• Problem description
Copy all of the entries below, changing every "top-left and bottom-right corners" to "upper-left and lower-right corners" and leaving the rest untouched.
── Records supplied
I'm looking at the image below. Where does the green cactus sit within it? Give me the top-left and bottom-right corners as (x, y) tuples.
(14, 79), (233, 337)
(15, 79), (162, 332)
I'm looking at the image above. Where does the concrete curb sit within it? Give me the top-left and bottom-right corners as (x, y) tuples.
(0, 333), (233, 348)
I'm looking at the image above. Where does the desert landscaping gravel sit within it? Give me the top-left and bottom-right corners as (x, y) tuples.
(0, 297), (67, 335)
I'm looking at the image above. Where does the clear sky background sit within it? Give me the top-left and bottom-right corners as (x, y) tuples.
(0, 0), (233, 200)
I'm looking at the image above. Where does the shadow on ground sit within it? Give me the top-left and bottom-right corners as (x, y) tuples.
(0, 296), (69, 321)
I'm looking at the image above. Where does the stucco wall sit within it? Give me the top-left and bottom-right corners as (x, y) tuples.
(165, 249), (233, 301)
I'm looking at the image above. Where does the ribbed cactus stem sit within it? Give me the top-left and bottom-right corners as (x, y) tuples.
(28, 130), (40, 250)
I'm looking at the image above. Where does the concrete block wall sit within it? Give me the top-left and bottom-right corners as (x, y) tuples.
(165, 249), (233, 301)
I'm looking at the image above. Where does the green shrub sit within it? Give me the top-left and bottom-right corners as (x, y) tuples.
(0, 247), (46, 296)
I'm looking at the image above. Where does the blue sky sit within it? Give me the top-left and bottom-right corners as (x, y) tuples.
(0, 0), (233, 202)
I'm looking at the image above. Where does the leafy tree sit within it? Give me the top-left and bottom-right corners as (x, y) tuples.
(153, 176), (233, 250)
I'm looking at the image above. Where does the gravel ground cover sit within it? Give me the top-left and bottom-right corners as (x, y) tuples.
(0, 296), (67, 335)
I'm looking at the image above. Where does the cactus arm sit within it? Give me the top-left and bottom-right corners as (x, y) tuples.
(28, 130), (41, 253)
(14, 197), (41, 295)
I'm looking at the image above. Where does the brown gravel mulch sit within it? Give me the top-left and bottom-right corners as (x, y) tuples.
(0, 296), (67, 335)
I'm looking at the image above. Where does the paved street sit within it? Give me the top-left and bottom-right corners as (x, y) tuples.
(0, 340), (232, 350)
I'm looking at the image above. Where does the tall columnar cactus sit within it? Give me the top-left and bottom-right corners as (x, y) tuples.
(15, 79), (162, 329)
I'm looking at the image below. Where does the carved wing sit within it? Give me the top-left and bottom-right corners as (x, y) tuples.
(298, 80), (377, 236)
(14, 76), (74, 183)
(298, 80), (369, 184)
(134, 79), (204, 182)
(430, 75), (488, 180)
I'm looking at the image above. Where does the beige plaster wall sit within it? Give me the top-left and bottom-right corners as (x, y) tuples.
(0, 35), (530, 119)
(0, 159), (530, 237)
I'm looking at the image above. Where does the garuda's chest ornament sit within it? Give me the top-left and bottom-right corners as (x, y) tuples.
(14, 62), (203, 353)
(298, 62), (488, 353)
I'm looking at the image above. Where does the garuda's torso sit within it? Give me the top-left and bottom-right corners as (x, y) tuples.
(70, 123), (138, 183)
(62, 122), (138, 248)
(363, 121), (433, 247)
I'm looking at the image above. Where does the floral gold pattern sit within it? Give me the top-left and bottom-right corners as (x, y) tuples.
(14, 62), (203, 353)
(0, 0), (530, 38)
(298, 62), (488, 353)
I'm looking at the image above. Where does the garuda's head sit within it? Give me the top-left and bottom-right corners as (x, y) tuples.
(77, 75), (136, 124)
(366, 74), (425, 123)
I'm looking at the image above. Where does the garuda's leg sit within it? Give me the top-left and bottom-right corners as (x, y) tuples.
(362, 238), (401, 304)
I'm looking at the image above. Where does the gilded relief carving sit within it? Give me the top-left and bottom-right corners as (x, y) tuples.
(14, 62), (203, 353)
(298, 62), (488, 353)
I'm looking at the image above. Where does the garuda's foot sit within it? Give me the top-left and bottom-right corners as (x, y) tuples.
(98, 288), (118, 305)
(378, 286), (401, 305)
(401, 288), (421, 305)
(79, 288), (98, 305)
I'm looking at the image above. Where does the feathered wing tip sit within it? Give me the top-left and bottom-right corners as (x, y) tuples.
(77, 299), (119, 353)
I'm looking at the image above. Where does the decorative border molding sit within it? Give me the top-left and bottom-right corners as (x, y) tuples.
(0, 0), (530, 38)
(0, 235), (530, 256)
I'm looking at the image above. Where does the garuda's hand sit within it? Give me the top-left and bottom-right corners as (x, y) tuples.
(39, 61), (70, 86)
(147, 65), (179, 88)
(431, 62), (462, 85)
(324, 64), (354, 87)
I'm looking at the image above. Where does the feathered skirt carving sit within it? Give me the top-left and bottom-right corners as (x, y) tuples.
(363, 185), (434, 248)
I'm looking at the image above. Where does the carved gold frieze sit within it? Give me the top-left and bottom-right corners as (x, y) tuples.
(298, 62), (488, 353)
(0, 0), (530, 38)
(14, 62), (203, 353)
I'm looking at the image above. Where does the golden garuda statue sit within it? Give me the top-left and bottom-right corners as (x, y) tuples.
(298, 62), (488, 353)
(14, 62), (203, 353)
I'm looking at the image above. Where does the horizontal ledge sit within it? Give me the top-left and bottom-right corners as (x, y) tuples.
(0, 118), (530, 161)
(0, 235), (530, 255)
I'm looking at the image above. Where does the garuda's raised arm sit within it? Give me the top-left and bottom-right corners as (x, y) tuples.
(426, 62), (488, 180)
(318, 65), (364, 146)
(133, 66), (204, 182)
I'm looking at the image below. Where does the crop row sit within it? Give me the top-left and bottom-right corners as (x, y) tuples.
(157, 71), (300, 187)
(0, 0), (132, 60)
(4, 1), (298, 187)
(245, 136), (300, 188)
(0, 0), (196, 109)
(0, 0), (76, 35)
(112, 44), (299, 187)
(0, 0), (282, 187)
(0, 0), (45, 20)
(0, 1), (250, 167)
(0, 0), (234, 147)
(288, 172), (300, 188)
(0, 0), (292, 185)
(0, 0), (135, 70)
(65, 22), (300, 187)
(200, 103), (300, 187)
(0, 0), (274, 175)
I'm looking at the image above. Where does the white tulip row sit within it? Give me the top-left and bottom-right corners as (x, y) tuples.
────
• Exercise answer
I'm looking at the image below. Where does the green cactus sit within it? Give me the upper-left and lower-right corners as (x, y) tuples.
(14, 79), (233, 337)
(15, 79), (162, 332)
I'm looking at the image above. Where does the concrete curb sit within it? Give me the upper-left and lower-right corners as (x, y) tuples.
(0, 333), (233, 348)
I'm looking at the image above. Where does the desert landscaping gravel sit within it? Give me the upper-left and lower-right corners as (x, y) tuples.
(0, 297), (67, 335)
I'm looking at the image above. Where does the clear sky background sit within it? Give me the upper-left and lower-right corners as (x, y) tuples.
(0, 0), (233, 200)
I'm looking at the image above. Where does the shadow on ground sit within it? Give me the upper-left and lower-right corners as (x, y) tuples.
(0, 296), (69, 321)
I'm looking at the image above. Where does the stucco wall sit within it? Give me the upper-left and lower-right corners as (x, y) tuples.
(165, 249), (233, 301)
I'm looking at the image above. Where does the ribbed cactus stem sit within it? Give me the upper-left and lower-right corners as (x, y) tuples.
(28, 130), (40, 250)
I'm looking at the image above. Where does the concrete block wall sit within it? Give me the upper-left and lower-right corners as (x, y) tuples.
(165, 249), (233, 301)
I'm looking at the image above. Where does the green shrub sit within it? Give me the upper-left and lower-right corners as (x, y) tuples.
(0, 247), (46, 296)
I'm looking at the image above. Where does the blue sky sit within it? Give me the upper-left and lower-right corners as (x, y) tuples.
(0, 0), (233, 202)
I'm looking at the image above. Where does the leafy tree sit within it? Give me the upper-left and lower-right corners as (x, y) tuples.
(153, 176), (233, 250)
I'm looking at the image above. Where does the gravel ground cover sit within it? Give me the upper-left and lower-right corners as (x, y) tuples.
(0, 296), (67, 335)
I'm looking at the image above. Where does the cactus arm sit within it? Give me the upper-left and lower-right corners as (x, y) tuples.
(28, 130), (41, 253)
(14, 197), (41, 295)
I'm looking at the image above. Where does the brown gravel mulch sit within it? Give me the upper-left and lower-right corners as (x, y) tuples.
(0, 296), (67, 335)
I'm looking at the image above. Where does the paved street sit within it? Give me the upper-left and lower-right corners as (x, y) tuples.
(0, 340), (232, 350)
I'm looking at the image above. Where does the tall columnar cactus sit within it? Give me the upper-left and lower-right corners as (x, y) tuples.
(15, 79), (162, 329)
I'm looking at the image below. Where does the carved wing sit within it? Give me the upper-left and lower-right corners as (x, y) tuples.
(298, 80), (377, 236)
(14, 76), (74, 183)
(298, 80), (369, 184)
(134, 79), (204, 182)
(430, 75), (488, 180)
I'm looking at the image above. Where does the beige plaster wall sit within it? Give me the upper-left and lower-right corners as (x, y) tuples.
(0, 35), (530, 119)
(0, 159), (530, 237)
I'm looking at the image above. Where does the garuda's chest ornament sit within it? Give me the upper-left and lower-right corners as (x, y) tuples.
(14, 62), (203, 353)
(298, 62), (488, 353)
I'm looking at the image above. Where does the garuda's torso sit within it? Give me the upper-left and lower-right corners as (x, y) tuples.
(70, 123), (138, 183)
(62, 122), (138, 248)
(363, 121), (433, 247)
I'm looking at the image above. Where does the floral gold pattern sit within it? Give me the upper-left and lower-right corners as (x, y) tuples.
(14, 62), (203, 353)
(0, 0), (530, 38)
(298, 62), (488, 353)
I'm looking at the image above. Where does the garuda's head sit within it? Give me the upper-left and lower-right corners as (x, y) tuples.
(77, 75), (136, 124)
(366, 74), (425, 123)
I'm looking at the image above. Where does the garuda's leg sit within it? Give me the upper-left and lower-right corners as (x, y) tuples.
(362, 238), (401, 304)
I'm looking at the image above. Where does the gilded relief carving sit within it? Give me the upper-left and lower-right corners as (x, y) tuples.
(14, 62), (203, 353)
(298, 62), (488, 353)
I'm looking at the image above. Where does the garuda's foot sit within it? Give me the upper-left and lower-right corners as (x, y) tuples.
(98, 288), (118, 305)
(378, 286), (401, 305)
(401, 288), (421, 305)
(79, 288), (98, 305)
I'm looking at the image above. Where does the feathered wing tip sit within it? Give me the upper-left and lower-right corners as (x, y) tuples.
(77, 299), (119, 353)
I'm looking at the image above. Where does the decorative border molding sit within it? Give me the upper-left and lower-right corners as (x, y) tuples.
(0, 0), (530, 38)
(0, 235), (530, 256)
I'm looking at the image above. Where does the garuda's hand sit within it? Give me the upper-left and lower-right corners as (x, y) tuples.
(39, 61), (70, 86)
(147, 65), (179, 88)
(431, 62), (462, 85)
(324, 64), (354, 87)
I'm looking at the image above. Where does the feathered skirt carving sit within it? Give me the upper-left and lower-right corners as (x, y) tuples.
(363, 185), (434, 248)
I'm looking at the image above. Where does the carved gold frieze sit within it? Give me the upper-left and lower-right corners as (x, y) tuples.
(298, 62), (488, 353)
(0, 0), (530, 38)
(14, 62), (203, 353)
I'm looking at the image above. Where does the golden garuda statue sit within it? Give me the upper-left and lower-right corners as (x, y) tuples.
(298, 62), (488, 353)
(14, 62), (203, 353)
I'm looking at the image above. Where does the horizontal ledge sit within it? Give me the upper-left and lower-right corners as (x, y) tuples.
(0, 118), (530, 161)
(0, 235), (530, 255)
I'm looking at the image above. Where does the garuda's raised arm sit within it? Give me the upper-left and lower-right corners as (x, y) tuples.
(426, 62), (488, 180)
(318, 65), (364, 146)
(133, 66), (204, 182)
I'm looking at the image below. Where does the crop row sit within it? Give me the upper-left and lower-right corners as (x, y) tuples.
(157, 71), (300, 187)
(0, 0), (132, 60)
(4, 1), (298, 187)
(245, 136), (300, 188)
(0, 0), (196, 109)
(0, 0), (76, 35)
(112, 44), (299, 187)
(0, 0), (282, 187)
(0, 0), (45, 20)
(0, 1), (250, 167)
(0, 0), (234, 147)
(288, 172), (300, 188)
(0, 0), (292, 185)
(0, 0), (135, 70)
(65, 22), (300, 187)
(200, 103), (300, 187)
(0, 0), (274, 175)
I'm looking at the image above. Where does the white tulip row sit within it? Give me the upper-left and lower-right corners as (x, y) tuples.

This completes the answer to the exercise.